═════ Raw data ═════

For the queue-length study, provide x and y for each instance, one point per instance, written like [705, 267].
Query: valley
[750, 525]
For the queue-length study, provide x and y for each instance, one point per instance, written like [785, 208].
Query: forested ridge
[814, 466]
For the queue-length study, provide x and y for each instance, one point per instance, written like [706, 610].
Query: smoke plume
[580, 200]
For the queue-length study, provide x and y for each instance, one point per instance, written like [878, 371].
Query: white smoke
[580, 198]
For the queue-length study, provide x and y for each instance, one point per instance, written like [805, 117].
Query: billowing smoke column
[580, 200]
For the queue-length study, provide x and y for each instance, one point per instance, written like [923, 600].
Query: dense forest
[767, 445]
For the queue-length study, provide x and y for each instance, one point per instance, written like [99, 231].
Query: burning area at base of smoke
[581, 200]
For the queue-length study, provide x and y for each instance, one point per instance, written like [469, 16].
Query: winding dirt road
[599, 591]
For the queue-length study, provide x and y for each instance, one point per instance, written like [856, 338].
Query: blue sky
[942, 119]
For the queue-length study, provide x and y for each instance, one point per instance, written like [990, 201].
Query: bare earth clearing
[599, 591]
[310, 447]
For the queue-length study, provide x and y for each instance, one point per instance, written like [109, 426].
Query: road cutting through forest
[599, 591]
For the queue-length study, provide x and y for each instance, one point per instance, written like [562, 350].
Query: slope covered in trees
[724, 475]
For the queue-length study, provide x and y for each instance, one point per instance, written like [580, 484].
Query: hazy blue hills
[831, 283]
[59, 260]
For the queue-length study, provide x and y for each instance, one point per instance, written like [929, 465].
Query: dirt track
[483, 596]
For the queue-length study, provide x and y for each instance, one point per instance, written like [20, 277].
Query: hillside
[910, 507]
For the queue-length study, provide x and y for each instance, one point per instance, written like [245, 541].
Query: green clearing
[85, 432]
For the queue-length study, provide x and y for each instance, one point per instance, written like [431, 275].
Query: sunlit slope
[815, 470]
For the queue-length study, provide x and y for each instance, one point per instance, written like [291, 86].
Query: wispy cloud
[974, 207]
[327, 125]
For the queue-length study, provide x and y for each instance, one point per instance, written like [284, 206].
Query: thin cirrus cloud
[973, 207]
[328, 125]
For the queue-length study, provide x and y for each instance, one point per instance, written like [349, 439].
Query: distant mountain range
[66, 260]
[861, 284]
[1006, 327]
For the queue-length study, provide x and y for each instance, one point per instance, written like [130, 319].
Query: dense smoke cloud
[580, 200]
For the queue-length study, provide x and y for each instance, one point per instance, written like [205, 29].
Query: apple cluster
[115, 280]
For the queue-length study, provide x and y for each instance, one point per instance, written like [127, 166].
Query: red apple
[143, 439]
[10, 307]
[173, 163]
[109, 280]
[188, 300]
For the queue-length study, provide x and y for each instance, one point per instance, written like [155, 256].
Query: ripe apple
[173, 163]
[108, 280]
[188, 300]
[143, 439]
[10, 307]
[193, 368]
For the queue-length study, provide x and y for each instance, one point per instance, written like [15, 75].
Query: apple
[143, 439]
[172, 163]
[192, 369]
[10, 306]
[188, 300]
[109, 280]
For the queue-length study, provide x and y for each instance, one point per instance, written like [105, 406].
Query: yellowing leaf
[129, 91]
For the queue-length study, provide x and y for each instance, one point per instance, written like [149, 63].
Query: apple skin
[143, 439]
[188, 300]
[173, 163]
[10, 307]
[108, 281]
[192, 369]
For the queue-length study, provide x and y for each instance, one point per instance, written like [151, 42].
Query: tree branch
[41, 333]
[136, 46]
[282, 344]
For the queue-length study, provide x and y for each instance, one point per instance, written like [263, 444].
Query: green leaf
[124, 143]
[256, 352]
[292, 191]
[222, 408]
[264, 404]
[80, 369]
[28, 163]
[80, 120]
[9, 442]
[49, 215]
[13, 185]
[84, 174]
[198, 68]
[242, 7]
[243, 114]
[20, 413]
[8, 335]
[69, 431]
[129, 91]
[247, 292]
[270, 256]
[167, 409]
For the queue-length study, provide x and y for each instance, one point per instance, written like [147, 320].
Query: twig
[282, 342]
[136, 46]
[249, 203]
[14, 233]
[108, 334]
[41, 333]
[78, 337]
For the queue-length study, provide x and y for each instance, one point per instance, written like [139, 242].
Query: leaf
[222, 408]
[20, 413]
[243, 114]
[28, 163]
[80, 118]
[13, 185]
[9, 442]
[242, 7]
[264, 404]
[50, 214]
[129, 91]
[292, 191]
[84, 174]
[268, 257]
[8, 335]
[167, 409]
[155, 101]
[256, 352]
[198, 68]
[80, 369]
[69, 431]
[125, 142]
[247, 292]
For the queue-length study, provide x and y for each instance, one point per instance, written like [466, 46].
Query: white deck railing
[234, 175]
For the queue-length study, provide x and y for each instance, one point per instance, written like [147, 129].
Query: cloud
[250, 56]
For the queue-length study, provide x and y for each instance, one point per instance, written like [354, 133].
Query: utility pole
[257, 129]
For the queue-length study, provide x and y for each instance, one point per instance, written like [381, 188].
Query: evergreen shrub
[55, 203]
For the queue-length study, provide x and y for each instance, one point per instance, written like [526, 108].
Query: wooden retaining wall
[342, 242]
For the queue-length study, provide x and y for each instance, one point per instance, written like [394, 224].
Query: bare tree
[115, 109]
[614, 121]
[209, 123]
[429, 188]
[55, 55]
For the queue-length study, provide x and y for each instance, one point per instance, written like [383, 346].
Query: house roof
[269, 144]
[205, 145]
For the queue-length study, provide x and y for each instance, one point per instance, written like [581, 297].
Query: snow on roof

═════

Objective
Your task is to repeat the data exactly; please include every line.

Answer to the task
For the queue-length study, provide x and y for each instance, one point per instance, written like [705, 267].
Query: valley
[750, 525]
For the queue-length study, provide x and y for each instance, one point per instance, written like [785, 208].
Query: forested ridge
[814, 466]
For the queue-length study, provide x and y for each instance, one point per instance, written like [706, 610].
Query: smoke plume
[580, 200]
For the queue-length study, provide x and y for each instance, one point per instance, written like [878, 371].
Query: white smoke
[580, 198]
For the queue-length study, provide x and y for each instance, one point per instance, written like [805, 117].
Query: billowing smoke column
[580, 200]
For the queue-length study, provide x and y for each instance, one point per instance, written like [923, 600].
Query: dense forest
[767, 445]
For the queue-length study, provide x and y for each instance, one point per instance, written like [99, 231].
Query: burning area at base of smoke
[581, 200]
For the queue-length study, provide x and y for each instance, one point per instance, written like [469, 16].
Query: winding dirt road
[599, 591]
For the queue-length study, provide x and y for each instance, one point per instance, written like [856, 338].
Query: blue sky
[942, 119]
For the queue-length study, provide x and y for each instance, one point per instance, written like [990, 201].
Query: bare earth clearing
[599, 591]
[310, 447]
For the queue-length study, provide x and y for each instance, one point per instance, written like [109, 426].
Query: road cutting through forest
[599, 591]
For the queue-length study, provide x and y for each instance, one point per instance, written like [562, 350].
Query: slope covered in trees
[724, 475]
For the queue-length study, provide x and y for each instance, one point per instance, written like [580, 484].
Query: hazy blue hills
[831, 283]
[59, 260]
For the queue-length study, provide x and y for each instance, one point per instance, written like [929, 465].
Query: dirt track
[483, 596]
For the queue-length study, provide x and y for each instance, one point per instance, written like [20, 277].
Query: hillside
[910, 507]
For the queue-length study, provide x and y for each instance, one point per instance, written like [245, 541].
Query: green clearing
[85, 432]
For the queue-length study, provide x and y for each instance, one point per instance, written like [431, 275].
Query: sunlit slope
[815, 470]
For the queue-length study, provide x and y for each instance, one point per instance, written like [291, 86].
Query: wispy cloud
[974, 207]
[327, 125]
For the queue-length study, provide x and y for each instance, one point per instance, written like [284, 206].
Query: thin cirrus cloud
[973, 207]
[328, 125]
For the queue-length study, provide x and y for each instance, one point per instance, written like [349, 439].
Query: distant mountain range
[66, 260]
[861, 284]
[1006, 327]
For the queue-length study, provide x and y for each instance, one point per instance, written like [130, 319].
Query: dense smoke cloud
[580, 200]
For the queue-length study, provide x and y for each instance, one point per instance, written like [205, 29].
Query: apple cluster
[115, 280]
For the queue-length study, provide x and y for each instance, one point per instance, written like [127, 166].
Query: red apple
[143, 439]
[10, 307]
[173, 163]
[109, 280]
[188, 300]
For the queue-length study, provide x and y for each instance, one point per instance, written like [155, 256].
Query: ripe apple
[173, 163]
[108, 280]
[188, 300]
[143, 439]
[10, 307]
[193, 368]
For the queue-length study, provide x and y for each instance, one point per instance, written like [15, 75].
Query: apple
[143, 439]
[172, 163]
[192, 369]
[10, 306]
[188, 300]
[109, 280]
For the queue-length study, provide x and y for each instance, one point per instance, written like [105, 406].
Query: yellowing leaf
[129, 91]
For the queue-length study, provide x and y for each instance, one point per instance, written like [149, 63].
Query: apple skin
[143, 439]
[188, 300]
[173, 163]
[10, 307]
[108, 281]
[192, 369]
For the queue-length study, provide x and y for each instance, one point per instance, written like [151, 42].
Query: tree branch
[41, 333]
[136, 46]
[282, 344]
For the queue-length study, provide x and y for each instance, one point per instance, written like [263, 444].
Query: green leaf
[124, 143]
[256, 352]
[292, 191]
[222, 408]
[264, 404]
[80, 369]
[28, 163]
[80, 120]
[9, 442]
[49, 215]
[13, 185]
[84, 174]
[198, 68]
[242, 7]
[243, 114]
[20, 413]
[8, 335]
[69, 431]
[129, 91]
[247, 292]
[270, 256]
[167, 409]
For the queue-length study, provide x and y for each instance, one point per instance, written like [147, 320].
Query: twig
[282, 342]
[136, 46]
[249, 203]
[14, 233]
[108, 334]
[41, 333]
[78, 337]
For the queue-length study, provide x and y for each instance, one point per instance, written like [139, 242].
Query: leaf
[222, 408]
[20, 413]
[243, 114]
[28, 163]
[80, 118]
[13, 185]
[9, 442]
[242, 7]
[264, 404]
[50, 214]
[129, 91]
[292, 191]
[84, 174]
[268, 257]
[8, 335]
[167, 409]
[155, 101]
[256, 352]
[198, 68]
[80, 369]
[69, 431]
[125, 142]
[247, 292]
For the queue-length study, provide x and y for each instance, one point per instance, written like [466, 46].
Query: white deck railing
[234, 175]
For the queue-length study, provide x and y for each instance, one point per instance, written like [147, 129].
Query: cloud
[250, 56]
For the queue-length study, provide x and y for each instance, one point per instance, written like [354, 133].
Query: utility pole
[257, 129]
For the queue-length study, provide x and y for each instance, one point per instance, written like [381, 188].
Query: evergreen shrub
[55, 203]
For the queue-length study, provide x and y for each instance, one point per instance, written like [526, 108].
Query: wooden retaining wall
[342, 242]
For the queue-length study, provide x and y for each instance, one point per instance, written like [394, 224].
Query: bare tree
[115, 109]
[614, 121]
[209, 123]
[429, 188]
[55, 55]
For the queue-length study, provide x and y for each instance, one point per instance, written like [383, 346].
Query: house roof
[269, 144]
[205, 145]
For the queue-length study, provide x and y for each instance, one point per instance, written like [581, 297].
Query: snow on roof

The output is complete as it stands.